What you need to do
Please reproduce the entries from the first one through the line containing "372L59 545L82 524L96", swapping "rough mask" for "coarse mask" and changing nothing else. Leave out any pictures.

Task data
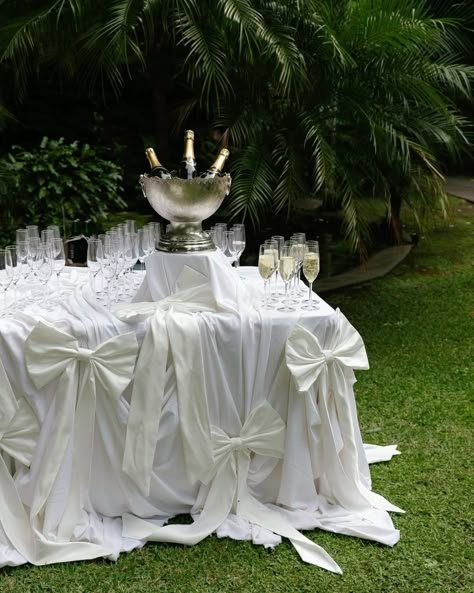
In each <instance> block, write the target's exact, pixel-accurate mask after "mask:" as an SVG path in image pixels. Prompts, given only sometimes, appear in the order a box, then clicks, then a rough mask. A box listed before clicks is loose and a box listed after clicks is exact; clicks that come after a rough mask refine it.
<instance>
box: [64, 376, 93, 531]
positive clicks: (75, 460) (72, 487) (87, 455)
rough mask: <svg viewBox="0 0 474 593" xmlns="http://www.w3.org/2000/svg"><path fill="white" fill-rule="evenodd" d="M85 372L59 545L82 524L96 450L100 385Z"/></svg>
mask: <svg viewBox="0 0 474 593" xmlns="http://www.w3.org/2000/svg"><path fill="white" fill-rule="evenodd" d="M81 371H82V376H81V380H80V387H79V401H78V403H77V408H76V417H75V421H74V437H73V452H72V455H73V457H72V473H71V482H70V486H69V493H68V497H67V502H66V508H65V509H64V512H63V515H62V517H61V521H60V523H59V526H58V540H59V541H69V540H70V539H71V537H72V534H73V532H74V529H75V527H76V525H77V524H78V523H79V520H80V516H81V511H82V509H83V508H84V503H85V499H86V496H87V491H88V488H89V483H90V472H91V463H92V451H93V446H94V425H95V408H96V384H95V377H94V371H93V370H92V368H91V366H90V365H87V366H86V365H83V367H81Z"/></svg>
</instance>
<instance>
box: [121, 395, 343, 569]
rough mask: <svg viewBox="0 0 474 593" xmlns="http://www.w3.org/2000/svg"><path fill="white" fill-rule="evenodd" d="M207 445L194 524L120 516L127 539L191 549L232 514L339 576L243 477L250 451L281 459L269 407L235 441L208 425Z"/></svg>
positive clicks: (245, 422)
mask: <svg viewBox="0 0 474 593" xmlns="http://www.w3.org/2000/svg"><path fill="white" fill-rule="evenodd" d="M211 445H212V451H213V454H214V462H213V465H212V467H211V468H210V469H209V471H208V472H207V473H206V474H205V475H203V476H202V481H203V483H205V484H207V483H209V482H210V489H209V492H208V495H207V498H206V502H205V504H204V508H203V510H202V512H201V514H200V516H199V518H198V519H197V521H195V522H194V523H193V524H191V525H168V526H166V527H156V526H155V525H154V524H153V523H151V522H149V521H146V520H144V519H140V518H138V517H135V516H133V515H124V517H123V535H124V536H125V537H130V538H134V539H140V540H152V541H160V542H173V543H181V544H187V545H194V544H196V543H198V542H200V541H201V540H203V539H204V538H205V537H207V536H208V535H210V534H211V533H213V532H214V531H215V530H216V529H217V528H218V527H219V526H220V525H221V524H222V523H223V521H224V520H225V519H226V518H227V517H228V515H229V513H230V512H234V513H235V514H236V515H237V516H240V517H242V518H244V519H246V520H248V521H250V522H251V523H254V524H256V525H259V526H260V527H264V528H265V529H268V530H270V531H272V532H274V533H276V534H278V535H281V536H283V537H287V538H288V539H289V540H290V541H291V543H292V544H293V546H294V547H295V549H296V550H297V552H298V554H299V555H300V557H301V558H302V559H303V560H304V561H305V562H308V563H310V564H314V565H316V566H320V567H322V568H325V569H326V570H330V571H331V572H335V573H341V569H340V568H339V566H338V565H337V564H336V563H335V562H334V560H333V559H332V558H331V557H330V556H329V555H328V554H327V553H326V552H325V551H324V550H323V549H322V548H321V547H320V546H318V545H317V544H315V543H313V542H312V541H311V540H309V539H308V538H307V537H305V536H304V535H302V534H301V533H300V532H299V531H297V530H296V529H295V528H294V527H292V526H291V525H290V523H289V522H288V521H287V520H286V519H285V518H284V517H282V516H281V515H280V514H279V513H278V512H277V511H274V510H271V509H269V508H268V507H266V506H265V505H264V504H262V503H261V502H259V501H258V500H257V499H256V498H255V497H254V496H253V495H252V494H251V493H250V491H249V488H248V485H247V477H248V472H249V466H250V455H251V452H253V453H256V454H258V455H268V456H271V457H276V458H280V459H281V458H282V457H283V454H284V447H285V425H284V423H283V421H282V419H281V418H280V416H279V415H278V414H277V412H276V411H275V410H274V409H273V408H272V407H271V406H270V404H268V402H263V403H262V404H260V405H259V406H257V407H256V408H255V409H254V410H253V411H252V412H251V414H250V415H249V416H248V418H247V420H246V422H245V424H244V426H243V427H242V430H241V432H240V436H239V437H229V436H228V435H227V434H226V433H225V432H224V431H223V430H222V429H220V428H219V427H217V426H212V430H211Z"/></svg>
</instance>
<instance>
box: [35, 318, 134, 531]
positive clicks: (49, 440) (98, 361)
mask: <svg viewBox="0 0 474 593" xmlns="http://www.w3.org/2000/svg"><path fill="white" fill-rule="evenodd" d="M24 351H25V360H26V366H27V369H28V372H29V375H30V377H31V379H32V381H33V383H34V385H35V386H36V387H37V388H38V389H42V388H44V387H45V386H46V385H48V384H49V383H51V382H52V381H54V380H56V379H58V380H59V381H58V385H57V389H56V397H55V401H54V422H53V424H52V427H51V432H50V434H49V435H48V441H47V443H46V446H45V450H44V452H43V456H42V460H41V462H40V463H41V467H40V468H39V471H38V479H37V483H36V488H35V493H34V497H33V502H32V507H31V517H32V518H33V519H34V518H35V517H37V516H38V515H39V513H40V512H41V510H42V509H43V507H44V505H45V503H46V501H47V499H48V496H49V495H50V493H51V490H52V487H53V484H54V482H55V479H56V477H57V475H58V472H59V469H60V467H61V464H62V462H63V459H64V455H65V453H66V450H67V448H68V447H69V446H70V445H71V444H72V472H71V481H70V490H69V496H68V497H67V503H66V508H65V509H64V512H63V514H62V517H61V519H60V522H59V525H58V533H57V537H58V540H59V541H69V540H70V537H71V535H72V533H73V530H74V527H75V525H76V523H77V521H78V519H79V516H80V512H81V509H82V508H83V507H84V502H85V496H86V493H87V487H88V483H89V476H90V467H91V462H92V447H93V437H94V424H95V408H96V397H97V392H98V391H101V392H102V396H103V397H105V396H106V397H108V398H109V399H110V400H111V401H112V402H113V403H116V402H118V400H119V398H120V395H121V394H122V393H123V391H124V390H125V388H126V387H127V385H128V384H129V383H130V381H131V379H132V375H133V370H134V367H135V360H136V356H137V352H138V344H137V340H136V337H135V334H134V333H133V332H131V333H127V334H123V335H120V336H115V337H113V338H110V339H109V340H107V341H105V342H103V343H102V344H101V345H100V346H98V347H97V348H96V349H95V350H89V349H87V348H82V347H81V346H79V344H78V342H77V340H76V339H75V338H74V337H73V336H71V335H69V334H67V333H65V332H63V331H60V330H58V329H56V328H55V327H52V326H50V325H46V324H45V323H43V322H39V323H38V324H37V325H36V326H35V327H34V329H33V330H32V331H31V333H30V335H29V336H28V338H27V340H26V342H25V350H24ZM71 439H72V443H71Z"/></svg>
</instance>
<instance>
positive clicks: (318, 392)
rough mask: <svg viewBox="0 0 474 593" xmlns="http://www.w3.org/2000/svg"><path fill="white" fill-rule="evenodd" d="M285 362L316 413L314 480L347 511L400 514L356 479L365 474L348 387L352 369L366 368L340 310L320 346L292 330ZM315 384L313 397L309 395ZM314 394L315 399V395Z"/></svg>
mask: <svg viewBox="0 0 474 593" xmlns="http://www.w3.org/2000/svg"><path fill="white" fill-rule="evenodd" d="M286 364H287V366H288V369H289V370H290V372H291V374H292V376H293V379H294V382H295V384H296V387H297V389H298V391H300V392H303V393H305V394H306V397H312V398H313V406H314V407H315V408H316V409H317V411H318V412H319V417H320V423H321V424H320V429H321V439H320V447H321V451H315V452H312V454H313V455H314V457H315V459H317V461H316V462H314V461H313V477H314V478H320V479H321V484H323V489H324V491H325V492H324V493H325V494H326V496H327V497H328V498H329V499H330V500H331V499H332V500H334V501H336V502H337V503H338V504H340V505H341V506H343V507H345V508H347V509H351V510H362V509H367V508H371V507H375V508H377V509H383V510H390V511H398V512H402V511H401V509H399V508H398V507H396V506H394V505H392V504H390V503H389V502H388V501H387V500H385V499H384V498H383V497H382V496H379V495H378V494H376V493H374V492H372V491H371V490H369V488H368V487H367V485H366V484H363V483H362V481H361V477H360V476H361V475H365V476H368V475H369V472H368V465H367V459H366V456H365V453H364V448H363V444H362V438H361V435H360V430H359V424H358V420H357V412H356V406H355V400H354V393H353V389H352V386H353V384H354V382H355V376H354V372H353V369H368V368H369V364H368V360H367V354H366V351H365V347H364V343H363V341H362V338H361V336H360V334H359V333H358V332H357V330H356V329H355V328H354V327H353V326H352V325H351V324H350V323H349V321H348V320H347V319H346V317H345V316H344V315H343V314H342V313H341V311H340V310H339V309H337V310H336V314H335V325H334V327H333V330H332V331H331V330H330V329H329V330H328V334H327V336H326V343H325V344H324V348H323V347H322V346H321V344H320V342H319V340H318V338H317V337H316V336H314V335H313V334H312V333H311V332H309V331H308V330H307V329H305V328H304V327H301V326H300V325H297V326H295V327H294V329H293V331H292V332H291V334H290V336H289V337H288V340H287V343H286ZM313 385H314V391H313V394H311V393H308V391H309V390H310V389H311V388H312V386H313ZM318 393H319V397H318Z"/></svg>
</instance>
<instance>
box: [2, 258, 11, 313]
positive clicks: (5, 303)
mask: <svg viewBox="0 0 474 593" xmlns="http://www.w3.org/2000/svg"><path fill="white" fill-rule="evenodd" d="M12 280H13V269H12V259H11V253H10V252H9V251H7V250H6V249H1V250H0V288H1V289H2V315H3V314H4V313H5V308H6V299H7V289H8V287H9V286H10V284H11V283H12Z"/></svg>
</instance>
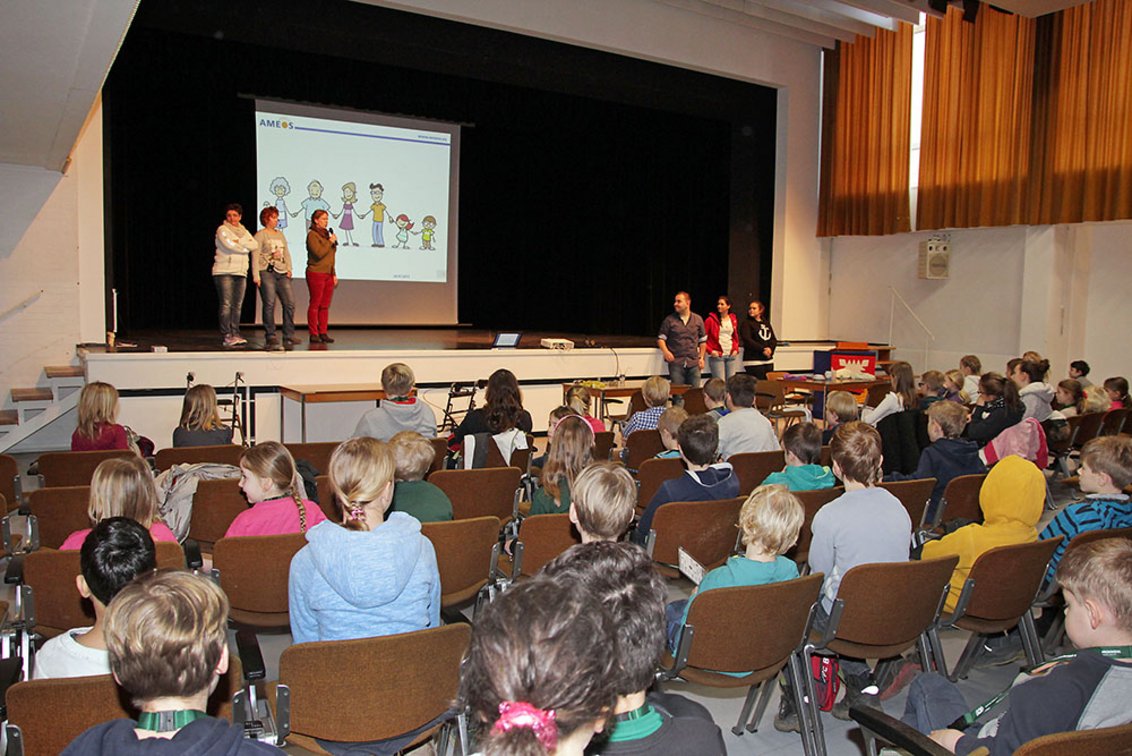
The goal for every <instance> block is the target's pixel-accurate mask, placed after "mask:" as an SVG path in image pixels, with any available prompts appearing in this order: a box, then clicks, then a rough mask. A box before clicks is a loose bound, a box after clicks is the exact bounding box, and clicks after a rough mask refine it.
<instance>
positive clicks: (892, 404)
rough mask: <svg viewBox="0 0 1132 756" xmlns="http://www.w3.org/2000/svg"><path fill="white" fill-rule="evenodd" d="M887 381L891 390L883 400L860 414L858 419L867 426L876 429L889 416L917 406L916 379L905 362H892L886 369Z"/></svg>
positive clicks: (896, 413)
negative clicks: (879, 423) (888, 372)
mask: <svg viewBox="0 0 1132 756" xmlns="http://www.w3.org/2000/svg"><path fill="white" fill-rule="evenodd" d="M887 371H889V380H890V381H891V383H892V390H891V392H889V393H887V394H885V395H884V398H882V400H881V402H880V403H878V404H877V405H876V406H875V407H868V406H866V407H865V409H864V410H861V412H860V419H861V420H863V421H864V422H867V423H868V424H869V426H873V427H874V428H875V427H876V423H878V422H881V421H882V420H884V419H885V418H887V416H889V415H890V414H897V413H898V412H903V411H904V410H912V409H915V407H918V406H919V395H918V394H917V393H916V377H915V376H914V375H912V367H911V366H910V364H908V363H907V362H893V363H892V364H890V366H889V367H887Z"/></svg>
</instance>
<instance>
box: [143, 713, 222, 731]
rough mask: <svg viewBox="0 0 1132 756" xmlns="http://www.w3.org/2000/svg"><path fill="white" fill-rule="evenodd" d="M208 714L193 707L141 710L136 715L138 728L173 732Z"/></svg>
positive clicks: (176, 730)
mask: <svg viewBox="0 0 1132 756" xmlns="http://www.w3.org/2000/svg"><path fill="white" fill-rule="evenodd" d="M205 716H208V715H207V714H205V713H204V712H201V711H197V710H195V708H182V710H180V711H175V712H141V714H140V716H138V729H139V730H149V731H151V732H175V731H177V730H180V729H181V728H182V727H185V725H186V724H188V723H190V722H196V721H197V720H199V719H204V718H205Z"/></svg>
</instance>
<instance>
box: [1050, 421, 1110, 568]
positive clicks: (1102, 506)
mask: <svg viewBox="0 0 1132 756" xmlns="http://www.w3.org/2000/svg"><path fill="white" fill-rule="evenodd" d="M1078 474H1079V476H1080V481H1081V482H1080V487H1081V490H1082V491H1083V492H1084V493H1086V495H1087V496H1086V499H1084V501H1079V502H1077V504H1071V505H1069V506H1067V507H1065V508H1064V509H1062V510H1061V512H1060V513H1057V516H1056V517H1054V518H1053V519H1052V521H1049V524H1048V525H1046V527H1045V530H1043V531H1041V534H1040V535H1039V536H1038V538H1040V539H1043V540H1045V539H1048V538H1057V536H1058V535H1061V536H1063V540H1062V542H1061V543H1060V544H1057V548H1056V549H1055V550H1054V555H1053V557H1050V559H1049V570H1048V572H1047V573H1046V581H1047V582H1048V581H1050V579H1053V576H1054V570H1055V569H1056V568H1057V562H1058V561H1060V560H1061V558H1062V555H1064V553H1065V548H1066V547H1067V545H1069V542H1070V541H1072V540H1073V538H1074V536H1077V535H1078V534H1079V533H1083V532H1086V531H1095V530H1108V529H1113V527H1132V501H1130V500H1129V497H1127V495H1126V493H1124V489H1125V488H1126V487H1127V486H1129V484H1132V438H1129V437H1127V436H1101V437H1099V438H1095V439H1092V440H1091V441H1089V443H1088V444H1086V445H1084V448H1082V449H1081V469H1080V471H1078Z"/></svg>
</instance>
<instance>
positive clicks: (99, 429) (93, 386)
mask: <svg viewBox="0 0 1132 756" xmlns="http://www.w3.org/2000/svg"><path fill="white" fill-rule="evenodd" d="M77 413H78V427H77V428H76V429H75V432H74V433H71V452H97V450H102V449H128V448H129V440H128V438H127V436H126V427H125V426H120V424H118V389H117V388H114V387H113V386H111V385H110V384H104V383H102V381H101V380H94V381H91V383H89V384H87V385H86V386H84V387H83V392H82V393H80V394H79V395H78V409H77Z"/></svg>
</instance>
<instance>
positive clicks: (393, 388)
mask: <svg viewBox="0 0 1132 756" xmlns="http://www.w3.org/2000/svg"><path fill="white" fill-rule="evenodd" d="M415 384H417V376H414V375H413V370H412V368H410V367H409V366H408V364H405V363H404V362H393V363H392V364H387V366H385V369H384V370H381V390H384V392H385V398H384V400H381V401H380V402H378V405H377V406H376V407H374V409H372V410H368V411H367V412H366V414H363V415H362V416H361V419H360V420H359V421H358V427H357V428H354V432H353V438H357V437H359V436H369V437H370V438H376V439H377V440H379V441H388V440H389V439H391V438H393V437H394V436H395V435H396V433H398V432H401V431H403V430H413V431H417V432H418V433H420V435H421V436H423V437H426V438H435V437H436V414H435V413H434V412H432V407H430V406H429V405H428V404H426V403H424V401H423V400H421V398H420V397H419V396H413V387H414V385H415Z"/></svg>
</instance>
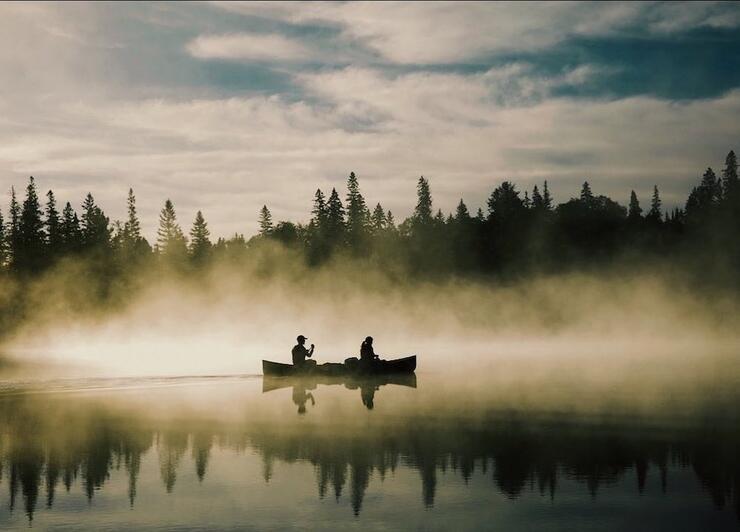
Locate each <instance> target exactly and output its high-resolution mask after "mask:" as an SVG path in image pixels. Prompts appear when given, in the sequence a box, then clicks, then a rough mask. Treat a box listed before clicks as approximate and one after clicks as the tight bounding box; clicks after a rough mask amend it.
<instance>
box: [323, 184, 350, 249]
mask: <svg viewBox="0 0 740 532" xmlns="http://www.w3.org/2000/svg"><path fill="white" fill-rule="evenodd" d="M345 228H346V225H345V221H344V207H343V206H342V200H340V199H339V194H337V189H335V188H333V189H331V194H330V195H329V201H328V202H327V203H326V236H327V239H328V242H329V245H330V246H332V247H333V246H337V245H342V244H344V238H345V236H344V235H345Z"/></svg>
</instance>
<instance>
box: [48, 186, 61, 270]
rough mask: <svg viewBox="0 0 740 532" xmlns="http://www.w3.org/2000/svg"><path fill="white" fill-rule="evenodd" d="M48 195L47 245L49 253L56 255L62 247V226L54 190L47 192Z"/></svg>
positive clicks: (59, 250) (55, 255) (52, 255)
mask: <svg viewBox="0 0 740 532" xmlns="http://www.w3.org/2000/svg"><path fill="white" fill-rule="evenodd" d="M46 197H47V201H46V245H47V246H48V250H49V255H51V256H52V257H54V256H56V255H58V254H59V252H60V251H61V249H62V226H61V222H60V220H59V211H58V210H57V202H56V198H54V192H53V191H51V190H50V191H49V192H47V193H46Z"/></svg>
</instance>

Output of the task
In each <instance> block, write the target's exact, pixel-accurate mask after "mask:" as an SVG path in image pixels. Prompts, given only sometimes, appear in the order a box, then clicks, then a coarse mask. A box listed before clicks is loose and a box listed after clicks is exact; clicks that come after a coarse mask refine it.
<instance>
box: [64, 376, 93, 531]
positive clicks: (75, 460) (72, 487) (87, 455)
coarse mask: <svg viewBox="0 0 474 593" xmlns="http://www.w3.org/2000/svg"><path fill="white" fill-rule="evenodd" d="M85 372L59 545L82 524L96 450L100 385Z"/></svg>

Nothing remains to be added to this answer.